** START OF Data rows **
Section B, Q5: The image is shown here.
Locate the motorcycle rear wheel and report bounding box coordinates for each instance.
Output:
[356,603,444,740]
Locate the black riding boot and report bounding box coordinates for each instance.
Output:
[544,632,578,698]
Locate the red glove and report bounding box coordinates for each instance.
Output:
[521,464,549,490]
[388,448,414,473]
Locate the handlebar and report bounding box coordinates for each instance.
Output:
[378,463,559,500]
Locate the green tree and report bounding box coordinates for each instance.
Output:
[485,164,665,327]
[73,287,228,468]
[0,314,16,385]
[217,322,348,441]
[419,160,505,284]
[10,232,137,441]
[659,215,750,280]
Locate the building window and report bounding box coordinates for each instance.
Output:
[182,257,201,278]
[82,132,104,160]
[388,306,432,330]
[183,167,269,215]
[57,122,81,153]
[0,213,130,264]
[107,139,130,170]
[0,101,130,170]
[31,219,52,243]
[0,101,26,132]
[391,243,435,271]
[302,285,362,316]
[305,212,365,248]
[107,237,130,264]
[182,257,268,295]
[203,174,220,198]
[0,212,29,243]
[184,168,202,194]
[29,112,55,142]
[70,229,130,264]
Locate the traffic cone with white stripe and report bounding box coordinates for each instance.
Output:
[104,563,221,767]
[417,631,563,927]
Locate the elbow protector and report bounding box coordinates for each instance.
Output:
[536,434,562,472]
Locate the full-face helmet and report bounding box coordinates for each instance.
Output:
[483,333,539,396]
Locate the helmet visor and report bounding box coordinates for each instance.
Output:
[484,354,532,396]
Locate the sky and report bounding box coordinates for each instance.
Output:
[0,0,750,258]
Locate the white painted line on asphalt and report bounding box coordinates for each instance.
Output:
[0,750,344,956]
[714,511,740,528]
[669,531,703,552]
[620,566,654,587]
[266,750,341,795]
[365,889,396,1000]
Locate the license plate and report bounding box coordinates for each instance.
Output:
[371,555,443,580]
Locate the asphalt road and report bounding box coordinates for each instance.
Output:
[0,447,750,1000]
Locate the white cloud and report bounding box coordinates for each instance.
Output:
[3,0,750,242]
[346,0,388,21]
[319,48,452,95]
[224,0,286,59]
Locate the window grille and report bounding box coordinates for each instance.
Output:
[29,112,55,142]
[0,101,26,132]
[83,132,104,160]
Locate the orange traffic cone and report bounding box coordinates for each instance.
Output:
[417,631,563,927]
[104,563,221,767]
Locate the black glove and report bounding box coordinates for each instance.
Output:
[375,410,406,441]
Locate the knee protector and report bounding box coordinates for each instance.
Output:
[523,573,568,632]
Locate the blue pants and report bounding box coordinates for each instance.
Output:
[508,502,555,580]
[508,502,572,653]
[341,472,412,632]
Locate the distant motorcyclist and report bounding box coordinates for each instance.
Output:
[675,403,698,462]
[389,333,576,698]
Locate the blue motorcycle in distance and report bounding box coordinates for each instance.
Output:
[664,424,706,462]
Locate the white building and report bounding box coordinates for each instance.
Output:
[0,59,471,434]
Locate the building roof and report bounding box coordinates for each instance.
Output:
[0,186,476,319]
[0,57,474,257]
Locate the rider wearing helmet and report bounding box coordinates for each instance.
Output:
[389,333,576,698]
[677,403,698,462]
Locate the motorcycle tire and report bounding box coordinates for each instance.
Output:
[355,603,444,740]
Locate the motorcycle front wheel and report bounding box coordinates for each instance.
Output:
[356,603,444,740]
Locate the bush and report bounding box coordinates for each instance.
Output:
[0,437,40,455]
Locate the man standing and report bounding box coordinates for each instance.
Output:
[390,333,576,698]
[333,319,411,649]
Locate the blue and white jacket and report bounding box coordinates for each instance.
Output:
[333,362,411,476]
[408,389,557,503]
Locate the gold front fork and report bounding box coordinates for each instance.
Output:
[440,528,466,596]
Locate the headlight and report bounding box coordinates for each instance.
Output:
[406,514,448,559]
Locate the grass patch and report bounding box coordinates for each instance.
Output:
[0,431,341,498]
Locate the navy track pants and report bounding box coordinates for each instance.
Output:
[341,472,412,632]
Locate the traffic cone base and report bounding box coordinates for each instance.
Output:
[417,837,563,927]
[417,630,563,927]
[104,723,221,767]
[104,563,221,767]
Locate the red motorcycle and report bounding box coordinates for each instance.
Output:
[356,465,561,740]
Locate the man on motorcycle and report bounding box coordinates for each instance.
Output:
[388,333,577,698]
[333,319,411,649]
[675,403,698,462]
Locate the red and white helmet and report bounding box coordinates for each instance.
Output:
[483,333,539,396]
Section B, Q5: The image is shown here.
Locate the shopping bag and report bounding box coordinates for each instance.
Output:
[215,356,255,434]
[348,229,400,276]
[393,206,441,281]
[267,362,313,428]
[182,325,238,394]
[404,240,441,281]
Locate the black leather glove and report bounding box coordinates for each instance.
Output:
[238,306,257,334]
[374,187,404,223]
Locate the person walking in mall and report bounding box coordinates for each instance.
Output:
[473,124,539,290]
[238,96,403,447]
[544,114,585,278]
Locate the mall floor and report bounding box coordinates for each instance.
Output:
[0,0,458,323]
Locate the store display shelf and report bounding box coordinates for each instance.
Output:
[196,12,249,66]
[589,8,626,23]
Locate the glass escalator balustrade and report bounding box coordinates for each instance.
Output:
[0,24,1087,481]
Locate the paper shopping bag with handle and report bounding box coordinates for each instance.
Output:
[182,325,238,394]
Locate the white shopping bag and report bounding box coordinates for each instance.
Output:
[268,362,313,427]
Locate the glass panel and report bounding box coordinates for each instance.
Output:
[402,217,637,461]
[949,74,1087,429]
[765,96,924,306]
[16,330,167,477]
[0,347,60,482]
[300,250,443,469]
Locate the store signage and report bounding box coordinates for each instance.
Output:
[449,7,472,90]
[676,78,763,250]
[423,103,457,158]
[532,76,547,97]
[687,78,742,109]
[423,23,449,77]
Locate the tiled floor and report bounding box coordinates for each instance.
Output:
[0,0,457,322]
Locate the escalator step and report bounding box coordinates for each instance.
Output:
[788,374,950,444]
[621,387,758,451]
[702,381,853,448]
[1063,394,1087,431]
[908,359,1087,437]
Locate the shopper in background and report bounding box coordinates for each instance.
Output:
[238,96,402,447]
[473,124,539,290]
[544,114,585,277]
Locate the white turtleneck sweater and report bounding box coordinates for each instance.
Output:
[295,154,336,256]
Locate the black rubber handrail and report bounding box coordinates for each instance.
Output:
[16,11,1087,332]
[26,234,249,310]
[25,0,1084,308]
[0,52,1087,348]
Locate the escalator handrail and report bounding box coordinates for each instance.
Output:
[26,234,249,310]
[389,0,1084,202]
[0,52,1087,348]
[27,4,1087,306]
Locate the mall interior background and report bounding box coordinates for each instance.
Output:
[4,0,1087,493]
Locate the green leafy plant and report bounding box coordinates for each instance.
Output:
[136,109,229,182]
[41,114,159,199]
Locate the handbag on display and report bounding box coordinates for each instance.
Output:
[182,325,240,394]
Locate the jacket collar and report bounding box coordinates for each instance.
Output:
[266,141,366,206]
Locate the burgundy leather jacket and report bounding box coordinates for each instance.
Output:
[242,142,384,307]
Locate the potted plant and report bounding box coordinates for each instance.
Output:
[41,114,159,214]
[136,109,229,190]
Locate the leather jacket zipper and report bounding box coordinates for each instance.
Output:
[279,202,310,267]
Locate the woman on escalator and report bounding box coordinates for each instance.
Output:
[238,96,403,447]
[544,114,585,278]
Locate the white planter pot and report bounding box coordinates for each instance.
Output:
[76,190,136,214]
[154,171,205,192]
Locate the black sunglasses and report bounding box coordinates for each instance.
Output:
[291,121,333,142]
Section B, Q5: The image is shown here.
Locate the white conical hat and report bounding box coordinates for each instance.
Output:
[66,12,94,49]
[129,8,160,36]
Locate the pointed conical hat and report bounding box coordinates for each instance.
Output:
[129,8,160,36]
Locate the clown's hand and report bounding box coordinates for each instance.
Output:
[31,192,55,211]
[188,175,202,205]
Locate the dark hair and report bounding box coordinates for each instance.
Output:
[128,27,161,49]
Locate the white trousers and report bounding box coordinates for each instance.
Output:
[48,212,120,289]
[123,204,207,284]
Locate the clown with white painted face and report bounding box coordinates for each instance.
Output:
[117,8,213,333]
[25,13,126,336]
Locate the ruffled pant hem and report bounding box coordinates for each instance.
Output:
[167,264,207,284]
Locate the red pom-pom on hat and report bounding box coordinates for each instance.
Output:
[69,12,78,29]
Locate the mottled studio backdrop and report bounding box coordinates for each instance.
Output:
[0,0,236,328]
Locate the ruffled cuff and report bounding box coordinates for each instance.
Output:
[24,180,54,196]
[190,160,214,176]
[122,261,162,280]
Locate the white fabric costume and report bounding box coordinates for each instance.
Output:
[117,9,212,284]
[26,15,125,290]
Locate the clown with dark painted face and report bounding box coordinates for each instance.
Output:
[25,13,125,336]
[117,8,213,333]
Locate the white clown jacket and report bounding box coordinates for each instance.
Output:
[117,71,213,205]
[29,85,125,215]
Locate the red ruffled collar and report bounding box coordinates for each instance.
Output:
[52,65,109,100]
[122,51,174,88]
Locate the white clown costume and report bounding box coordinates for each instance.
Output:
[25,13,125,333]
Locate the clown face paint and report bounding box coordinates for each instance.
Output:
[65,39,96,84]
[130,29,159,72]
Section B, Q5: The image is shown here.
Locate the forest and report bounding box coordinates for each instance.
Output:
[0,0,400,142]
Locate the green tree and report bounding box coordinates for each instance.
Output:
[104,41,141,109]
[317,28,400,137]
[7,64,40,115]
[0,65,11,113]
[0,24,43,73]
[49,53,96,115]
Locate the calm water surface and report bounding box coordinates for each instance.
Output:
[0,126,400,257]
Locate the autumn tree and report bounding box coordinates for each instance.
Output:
** END OF Data rows **
Given problem → Reproduce the stretch from the start of the records through the line containing "[224,0,286,59]", changing "red glove" to "racing glove" and leaving everything else unchanged.

Solution for this task →
Section B, Q5: The image is shown here.
Locate the motorcycle rear wheel and report bounding box coordinates for each instance.
Output:
[356,603,444,740]
Locate the black riding boot and report bounding box coordinates for each instance.
Output:
[544,632,578,698]
Locate the racing glove and report bounding box coordinates for each instance.
Output:
[521,464,549,490]
[388,448,414,473]
Locate the handlebar and report bounding box coordinates for each instance.
Output:
[378,463,559,500]
Locate the green tree and report bounding box coordinates for each instance.
Output:
[485,164,665,327]
[73,287,228,468]
[0,314,16,385]
[217,322,348,441]
[419,160,505,284]
[10,232,137,441]
[659,215,750,280]
Locate the building window and report bounding box coordinates for each instance.
Output:
[182,257,201,278]
[82,132,104,160]
[388,306,432,330]
[183,167,269,215]
[57,122,81,153]
[0,213,130,264]
[107,139,130,170]
[0,101,130,170]
[31,219,52,243]
[0,101,26,132]
[391,243,435,271]
[302,285,362,316]
[305,212,365,248]
[107,237,130,264]
[182,257,268,295]
[203,174,220,198]
[0,212,29,243]
[184,168,202,194]
[29,112,55,142]
[70,229,130,264]
Locate the traffic cone with white stripe and report bounding box coordinates for each instance.
Output:
[104,563,221,767]
[417,631,563,927]
Locate the elbow protector and report bounding box coordinates for each instance.
Output:
[536,434,562,472]
Locate the full-face helmet and report bounding box coordinates for each instance.
Output:
[483,333,539,396]
Locate the helmet visor and report bounding box coordinates for each instance.
Output:
[484,354,532,396]
Locate the sky and report bounding box coordinates for each instance.
Output:
[0,0,750,258]
Locate the white painted line on asphalt and report bounding box coordinates for each instance.
Output:
[0,750,344,956]
[714,511,740,528]
[669,531,703,552]
[620,566,654,587]
[266,750,341,795]
[365,889,396,1000]
Locate the license plate and report bounding box coordinates for each instance.
Output:
[371,555,443,580]
Locate the asphalt road and report bounding box coordinates for each instance.
Output:
[0,447,750,1000]
Locate the white cloud and report bounding box coordinates for each instance.
Output:
[3,0,750,242]
[346,0,388,21]
[319,48,452,95]
[224,0,286,59]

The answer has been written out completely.